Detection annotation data
▼

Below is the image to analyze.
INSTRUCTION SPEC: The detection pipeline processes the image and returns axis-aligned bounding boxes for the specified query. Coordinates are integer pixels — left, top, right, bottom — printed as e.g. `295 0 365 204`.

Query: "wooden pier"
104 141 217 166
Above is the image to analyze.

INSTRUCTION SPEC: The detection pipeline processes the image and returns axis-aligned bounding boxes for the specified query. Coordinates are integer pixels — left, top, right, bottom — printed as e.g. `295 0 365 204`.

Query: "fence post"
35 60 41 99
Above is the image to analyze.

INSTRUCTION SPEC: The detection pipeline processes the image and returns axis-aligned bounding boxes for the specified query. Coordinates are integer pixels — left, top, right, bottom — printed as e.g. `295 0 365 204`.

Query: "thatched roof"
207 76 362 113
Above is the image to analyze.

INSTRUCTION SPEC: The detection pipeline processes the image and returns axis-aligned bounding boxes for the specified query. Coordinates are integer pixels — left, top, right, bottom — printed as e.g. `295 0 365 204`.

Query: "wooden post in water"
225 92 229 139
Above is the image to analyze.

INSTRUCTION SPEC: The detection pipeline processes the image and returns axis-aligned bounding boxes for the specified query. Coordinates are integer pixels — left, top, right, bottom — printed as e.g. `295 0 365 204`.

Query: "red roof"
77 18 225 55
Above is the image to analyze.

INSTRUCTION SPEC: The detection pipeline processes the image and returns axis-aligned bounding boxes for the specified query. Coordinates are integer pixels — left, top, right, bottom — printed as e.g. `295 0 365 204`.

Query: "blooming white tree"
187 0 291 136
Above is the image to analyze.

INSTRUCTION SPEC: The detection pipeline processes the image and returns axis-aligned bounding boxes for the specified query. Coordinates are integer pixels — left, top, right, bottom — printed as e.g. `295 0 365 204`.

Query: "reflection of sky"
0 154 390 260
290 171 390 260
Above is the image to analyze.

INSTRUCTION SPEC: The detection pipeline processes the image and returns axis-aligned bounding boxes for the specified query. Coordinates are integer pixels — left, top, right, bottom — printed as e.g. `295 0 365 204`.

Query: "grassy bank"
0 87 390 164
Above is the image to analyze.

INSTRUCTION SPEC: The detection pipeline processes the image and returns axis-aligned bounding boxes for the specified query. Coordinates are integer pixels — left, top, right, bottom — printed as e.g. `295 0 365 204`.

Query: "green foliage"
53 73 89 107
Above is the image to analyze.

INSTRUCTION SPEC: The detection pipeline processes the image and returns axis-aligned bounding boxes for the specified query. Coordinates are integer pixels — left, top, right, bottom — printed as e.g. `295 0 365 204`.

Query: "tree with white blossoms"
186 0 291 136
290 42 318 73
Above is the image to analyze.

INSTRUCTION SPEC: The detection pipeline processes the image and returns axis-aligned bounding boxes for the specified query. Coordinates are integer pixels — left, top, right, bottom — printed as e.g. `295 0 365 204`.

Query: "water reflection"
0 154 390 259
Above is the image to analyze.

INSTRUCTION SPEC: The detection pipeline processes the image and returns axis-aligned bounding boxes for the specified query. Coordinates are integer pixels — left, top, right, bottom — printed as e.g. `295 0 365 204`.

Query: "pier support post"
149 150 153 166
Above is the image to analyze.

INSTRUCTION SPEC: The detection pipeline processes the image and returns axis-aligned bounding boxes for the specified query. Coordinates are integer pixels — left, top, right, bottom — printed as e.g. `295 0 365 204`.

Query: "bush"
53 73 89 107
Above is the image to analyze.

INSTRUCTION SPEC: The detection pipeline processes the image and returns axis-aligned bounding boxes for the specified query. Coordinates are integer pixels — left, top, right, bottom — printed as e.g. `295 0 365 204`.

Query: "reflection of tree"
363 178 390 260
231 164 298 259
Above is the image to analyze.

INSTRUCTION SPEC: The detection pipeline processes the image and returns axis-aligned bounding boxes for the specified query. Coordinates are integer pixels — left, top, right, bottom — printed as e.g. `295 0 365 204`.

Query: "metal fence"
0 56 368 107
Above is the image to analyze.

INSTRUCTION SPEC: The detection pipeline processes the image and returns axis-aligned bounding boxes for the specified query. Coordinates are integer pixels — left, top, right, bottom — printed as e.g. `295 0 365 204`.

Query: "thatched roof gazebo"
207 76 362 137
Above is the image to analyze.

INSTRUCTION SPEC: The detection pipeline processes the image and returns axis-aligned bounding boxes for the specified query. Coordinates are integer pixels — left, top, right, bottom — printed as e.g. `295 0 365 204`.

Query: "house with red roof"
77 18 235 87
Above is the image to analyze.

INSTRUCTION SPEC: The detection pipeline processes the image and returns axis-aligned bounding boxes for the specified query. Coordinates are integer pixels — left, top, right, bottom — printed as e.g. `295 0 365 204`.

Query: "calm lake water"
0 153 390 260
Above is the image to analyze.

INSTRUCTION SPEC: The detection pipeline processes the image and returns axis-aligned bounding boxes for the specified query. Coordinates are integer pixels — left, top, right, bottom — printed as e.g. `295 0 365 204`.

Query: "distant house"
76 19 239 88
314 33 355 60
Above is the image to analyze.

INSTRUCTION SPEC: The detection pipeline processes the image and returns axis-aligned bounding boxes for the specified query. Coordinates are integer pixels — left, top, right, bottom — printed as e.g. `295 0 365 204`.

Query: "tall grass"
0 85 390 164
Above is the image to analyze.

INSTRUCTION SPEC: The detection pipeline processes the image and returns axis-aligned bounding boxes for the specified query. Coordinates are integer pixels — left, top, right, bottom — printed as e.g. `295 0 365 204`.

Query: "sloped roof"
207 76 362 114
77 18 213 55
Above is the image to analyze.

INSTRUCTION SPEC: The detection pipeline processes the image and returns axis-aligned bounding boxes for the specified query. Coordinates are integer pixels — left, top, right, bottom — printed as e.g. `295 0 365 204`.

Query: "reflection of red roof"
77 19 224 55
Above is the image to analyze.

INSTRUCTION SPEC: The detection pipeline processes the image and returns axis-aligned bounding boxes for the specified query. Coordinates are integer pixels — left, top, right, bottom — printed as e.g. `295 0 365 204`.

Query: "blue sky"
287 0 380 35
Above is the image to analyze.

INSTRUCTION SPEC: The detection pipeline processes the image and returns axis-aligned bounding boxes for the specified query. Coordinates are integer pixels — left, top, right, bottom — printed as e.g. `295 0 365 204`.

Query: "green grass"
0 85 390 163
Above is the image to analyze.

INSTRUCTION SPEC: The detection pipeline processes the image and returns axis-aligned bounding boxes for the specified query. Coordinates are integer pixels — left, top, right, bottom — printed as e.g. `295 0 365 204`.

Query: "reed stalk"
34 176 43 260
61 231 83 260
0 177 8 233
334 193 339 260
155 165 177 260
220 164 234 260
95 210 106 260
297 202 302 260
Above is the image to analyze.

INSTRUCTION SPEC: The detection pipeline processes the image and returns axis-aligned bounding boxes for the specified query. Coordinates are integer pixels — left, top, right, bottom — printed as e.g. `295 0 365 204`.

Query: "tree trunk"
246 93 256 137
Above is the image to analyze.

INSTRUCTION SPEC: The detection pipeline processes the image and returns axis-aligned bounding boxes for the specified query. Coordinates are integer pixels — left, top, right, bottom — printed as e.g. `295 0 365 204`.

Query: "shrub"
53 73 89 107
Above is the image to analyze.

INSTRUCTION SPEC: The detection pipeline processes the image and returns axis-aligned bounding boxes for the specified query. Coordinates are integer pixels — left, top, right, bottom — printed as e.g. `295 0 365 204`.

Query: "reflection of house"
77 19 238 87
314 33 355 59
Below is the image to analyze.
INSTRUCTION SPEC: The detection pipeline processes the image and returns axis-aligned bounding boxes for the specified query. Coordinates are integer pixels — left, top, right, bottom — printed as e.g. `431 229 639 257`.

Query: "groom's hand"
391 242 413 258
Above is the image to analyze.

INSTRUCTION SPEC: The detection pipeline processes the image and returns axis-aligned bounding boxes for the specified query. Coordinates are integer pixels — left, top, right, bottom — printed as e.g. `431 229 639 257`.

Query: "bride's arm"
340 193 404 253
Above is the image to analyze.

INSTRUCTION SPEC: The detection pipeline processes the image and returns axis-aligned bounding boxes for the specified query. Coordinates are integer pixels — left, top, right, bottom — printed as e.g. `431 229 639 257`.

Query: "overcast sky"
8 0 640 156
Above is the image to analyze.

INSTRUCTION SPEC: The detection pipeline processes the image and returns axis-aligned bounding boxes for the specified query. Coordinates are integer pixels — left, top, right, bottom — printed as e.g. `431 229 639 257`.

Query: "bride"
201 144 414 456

▲

Task to carry out = From the start of the data through the line containing "225 92 229 139", inclusive, substitute "system" for "pipeline" and leave everything else unchanged. Give back only those lines.

Correct response =
Below is the image to analyze.
INSTRUCTION SPEC: The detection system processes the image and returns axis-aligned bounding boxes for the specified query. Coordinates are integer pixels — left, top, right, bottom — printed as e.g. `295 0 365 204`.

Query: "wooden pier"
104 141 217 166
Above is the image to analyze.

INSTRUCTION SPEC: The detection system processes the image and returns axis-aligned bounding boxes for the specified query. Coordinates are integer pixels — left, top, right, bottom — printed as e.g. `295 0 365 204`.

Query: "fence post"
35 60 41 99
Above is the image to analyze.

INSTRUCTION SPEC: The detection system processes the image and returns axis-aligned bounding boxes for the specified query. Coordinates are integer pixels — left, top, right, bottom — printed as e.g. `295 0 365 204`.

Query: "thatched roof"
207 76 362 113
Above is the image to analyze.

INSTRUCTION SPEC: The detection system processes the image and returns axis-aligned bounding boxes for the specified query. Coordinates are integer pixels — left, top, right, bottom — printed as e.g. `295 0 365 204`.

Query: "wooden post in water"
225 92 229 139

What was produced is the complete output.